'''

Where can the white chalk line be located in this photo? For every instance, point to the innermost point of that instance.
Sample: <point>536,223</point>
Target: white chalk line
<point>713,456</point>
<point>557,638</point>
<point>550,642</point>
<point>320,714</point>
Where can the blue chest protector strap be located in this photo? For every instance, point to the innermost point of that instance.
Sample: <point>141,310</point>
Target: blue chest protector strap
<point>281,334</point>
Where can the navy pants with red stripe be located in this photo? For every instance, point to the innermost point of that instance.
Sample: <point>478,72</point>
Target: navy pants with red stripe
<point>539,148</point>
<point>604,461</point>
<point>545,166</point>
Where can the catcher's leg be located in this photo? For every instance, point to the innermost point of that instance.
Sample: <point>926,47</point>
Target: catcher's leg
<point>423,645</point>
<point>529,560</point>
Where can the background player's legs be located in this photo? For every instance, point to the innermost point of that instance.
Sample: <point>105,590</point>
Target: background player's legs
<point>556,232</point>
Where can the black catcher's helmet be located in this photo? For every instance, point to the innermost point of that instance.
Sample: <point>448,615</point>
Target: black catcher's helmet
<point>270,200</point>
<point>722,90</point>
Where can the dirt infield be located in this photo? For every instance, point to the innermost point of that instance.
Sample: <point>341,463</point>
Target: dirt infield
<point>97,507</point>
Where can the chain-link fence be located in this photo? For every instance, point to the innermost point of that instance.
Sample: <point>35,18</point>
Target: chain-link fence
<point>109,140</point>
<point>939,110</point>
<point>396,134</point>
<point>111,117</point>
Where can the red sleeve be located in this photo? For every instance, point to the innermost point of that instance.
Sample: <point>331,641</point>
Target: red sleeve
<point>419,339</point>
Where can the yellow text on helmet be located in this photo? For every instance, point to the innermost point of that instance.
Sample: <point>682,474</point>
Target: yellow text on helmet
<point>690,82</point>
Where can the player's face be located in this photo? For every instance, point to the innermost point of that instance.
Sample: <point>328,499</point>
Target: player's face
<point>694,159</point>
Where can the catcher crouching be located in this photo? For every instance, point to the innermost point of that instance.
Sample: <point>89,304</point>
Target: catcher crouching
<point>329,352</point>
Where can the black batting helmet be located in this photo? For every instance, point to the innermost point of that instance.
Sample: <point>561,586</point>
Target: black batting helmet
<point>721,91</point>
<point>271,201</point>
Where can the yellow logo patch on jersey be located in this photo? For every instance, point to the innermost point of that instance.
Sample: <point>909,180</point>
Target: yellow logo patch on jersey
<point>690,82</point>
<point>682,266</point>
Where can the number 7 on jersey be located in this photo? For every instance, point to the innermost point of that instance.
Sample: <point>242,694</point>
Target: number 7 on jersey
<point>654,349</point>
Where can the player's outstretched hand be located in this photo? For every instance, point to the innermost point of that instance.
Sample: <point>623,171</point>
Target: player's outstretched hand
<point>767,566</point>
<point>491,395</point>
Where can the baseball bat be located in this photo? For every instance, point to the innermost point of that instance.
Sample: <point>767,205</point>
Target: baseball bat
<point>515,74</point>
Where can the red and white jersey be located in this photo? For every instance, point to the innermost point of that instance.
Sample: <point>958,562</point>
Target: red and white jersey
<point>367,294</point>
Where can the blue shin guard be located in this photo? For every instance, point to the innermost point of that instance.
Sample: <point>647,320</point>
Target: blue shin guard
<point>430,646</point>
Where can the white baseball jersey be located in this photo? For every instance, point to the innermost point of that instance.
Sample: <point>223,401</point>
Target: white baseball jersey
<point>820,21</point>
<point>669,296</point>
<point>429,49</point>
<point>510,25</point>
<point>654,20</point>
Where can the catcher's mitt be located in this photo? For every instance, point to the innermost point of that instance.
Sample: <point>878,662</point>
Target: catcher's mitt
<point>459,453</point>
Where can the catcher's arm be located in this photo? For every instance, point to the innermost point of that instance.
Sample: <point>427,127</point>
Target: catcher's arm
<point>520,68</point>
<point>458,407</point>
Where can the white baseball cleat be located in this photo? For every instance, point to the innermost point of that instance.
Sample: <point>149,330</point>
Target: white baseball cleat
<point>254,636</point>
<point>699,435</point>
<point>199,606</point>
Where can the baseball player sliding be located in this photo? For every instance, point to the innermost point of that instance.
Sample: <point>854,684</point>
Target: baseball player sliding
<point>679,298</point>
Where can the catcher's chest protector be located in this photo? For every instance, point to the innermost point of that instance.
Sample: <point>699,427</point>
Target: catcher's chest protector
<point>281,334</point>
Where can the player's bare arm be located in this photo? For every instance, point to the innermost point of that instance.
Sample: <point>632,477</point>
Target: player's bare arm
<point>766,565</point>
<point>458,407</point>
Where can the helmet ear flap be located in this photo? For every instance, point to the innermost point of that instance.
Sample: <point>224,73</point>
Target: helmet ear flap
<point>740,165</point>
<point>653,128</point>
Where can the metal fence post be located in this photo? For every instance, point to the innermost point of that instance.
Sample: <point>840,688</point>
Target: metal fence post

'''

Your goal: Restate the data exactly, keeping every line intact.

Your solution:
Where can the white chalk line be located in this photo? For every instance, point to the innermost point of that instance.
Sample: <point>536,223</point>
Target: white chalk line
<point>713,456</point>
<point>557,638</point>
<point>550,642</point>
<point>320,714</point>
Where can the blue chest protector strap be located in this photo? For every instance, point to the innermost point of that instance.
Sample: <point>141,310</point>
Target: blue chest protector strap
<point>281,334</point>
Where can the navy pants with red stripe be located in this photo? For every instance, point to the innermost point of that instance.
Sample: <point>478,72</point>
Target: navy pants with red stripe
<point>539,148</point>
<point>604,461</point>
<point>545,166</point>
Where can the catcher's leg be located in this photo? For every instance, point to the innermost point of that instance.
Sample: <point>926,47</point>
Target: catcher's leg
<point>423,645</point>
<point>529,560</point>
Where can the background player's legs be located in this photo? For every instance, point to the innermost point of that instance.
Sample: <point>105,590</point>
Target: background player's legs
<point>556,232</point>
Where can the black catcher's helmet be located in this photo? For every instance, point to the innermost point of that instance.
Sample: <point>448,615</point>
Target: black catcher's helmet
<point>270,200</point>
<point>722,90</point>
Where can the dirt infield be located in this photo? For every instance, point to the innermost point of that instance.
Sample: <point>341,463</point>
Target: dirt infield
<point>97,507</point>
Where can the chain-link fence be located in this photo? For every instance, point to the innermost point of that instance.
Sample: <point>35,18</point>
Target: chain-link fence
<point>109,140</point>
<point>939,110</point>
<point>396,134</point>
<point>111,117</point>
Where can the red sleeve be located in this photo? For every instance, point to the innermost point of that instance.
Sample: <point>331,641</point>
Target: red sleeve
<point>419,339</point>
Where can the yellow text on helmet be located in this photo? For every instance, point to the innermost point of that instance.
Sample: <point>682,474</point>
Target: yellow text on helmet
<point>690,82</point>
Where can the player's face be located in this photo? For every instance, point to the innermost point of that instance.
Sample: <point>328,499</point>
Target: player's face
<point>694,159</point>
Where can the catcher crouching be located in this photo? For every instance, point to the innermost point of that instance.
Sample: <point>89,304</point>
Target: catcher crouching
<point>329,352</point>
Where can the black batting helmet be located in this photo? For every instance, point to the innermost point of that instance.
Sample: <point>561,586</point>
Target: black batting helmet
<point>721,91</point>
<point>271,201</point>
Where can the yellow logo patch on jersey be located in this photo? For every instance, point to the innermost point of that instance.
Sample: <point>909,180</point>
Target: yellow logo patch on jersey
<point>690,82</point>
<point>682,266</point>
Where can the number 7 on jersey be located in this photo? For every instance, point to the innermost point of that instance.
Sample: <point>242,694</point>
Target: number 7 on jersey
<point>654,349</point>
Where can the player's outstretched hand be located in this photo? For every instance, point to the innermost point of that instance.
Sample: <point>623,171</point>
Target: player's outstretched hand
<point>767,566</point>
<point>491,395</point>
Where can the baseball bat be located in this photo? For every instance, point to the innermost point of that instance.
Sample: <point>767,205</point>
Target: baseball bat
<point>515,74</point>
Where can the red and white jersey be located in this photo? For every instance, point to the innermost point of that instance.
Sample: <point>958,562</point>
Target: red and white jersey
<point>367,294</point>
Where can the blue shin guard be located in this photo? For every instance, point to the innermost point of that instance.
Sample: <point>647,320</point>
Target: blue shin guard
<point>430,646</point>
Where can the white baseball jersey be located in this photo? For every instance, point to the innermost point of that instance.
Sample: <point>223,401</point>
Target: white baseball jersey
<point>820,21</point>
<point>669,296</point>
<point>429,49</point>
<point>510,25</point>
<point>654,20</point>
Where can the catcher's mitt be located in this photo? For every instance, point to the innermost point of that instance.
Sample: <point>878,662</point>
Target: catcher's mitt
<point>459,453</point>
Where can the catcher's arm be located in this photo? For every instance, point to the innermost point of that instance.
Sample: <point>427,127</point>
Target: catcher's arm
<point>520,68</point>
<point>458,407</point>
Where can the white baseball cleat be located in this photo? For every instance, point to the innermost point of that instance.
Sample: <point>149,330</point>
Target: white baseball cleat
<point>254,636</point>
<point>699,435</point>
<point>199,606</point>
Where can the baseball player sliding be located in this photo? For every instance, point to the innermost point of that instance.
Sample: <point>854,684</point>
Target: baseball player sliding
<point>679,298</point>
Where can the catcher's chest protector be located in this photo? For every instance, point to the innermost point of that instance.
Sample: <point>699,427</point>
Target: catcher's chest protector
<point>281,334</point>
Where can the player's bare arm be located in this photo? For every instance, point to the innermost point of that instance.
Sample: <point>632,477</point>
Target: player's bare arm
<point>766,565</point>
<point>458,407</point>
Where can the helmet ear flap be located in this photo? For every instance, point to the innermost point of that instance.
Sample: <point>224,73</point>
Target: helmet ear flap
<point>740,165</point>
<point>653,128</point>
Where can the metal fence post be located in this photo? For every instance, point to the innermost point of that instance.
Sample: <point>840,688</point>
Target: metal fence post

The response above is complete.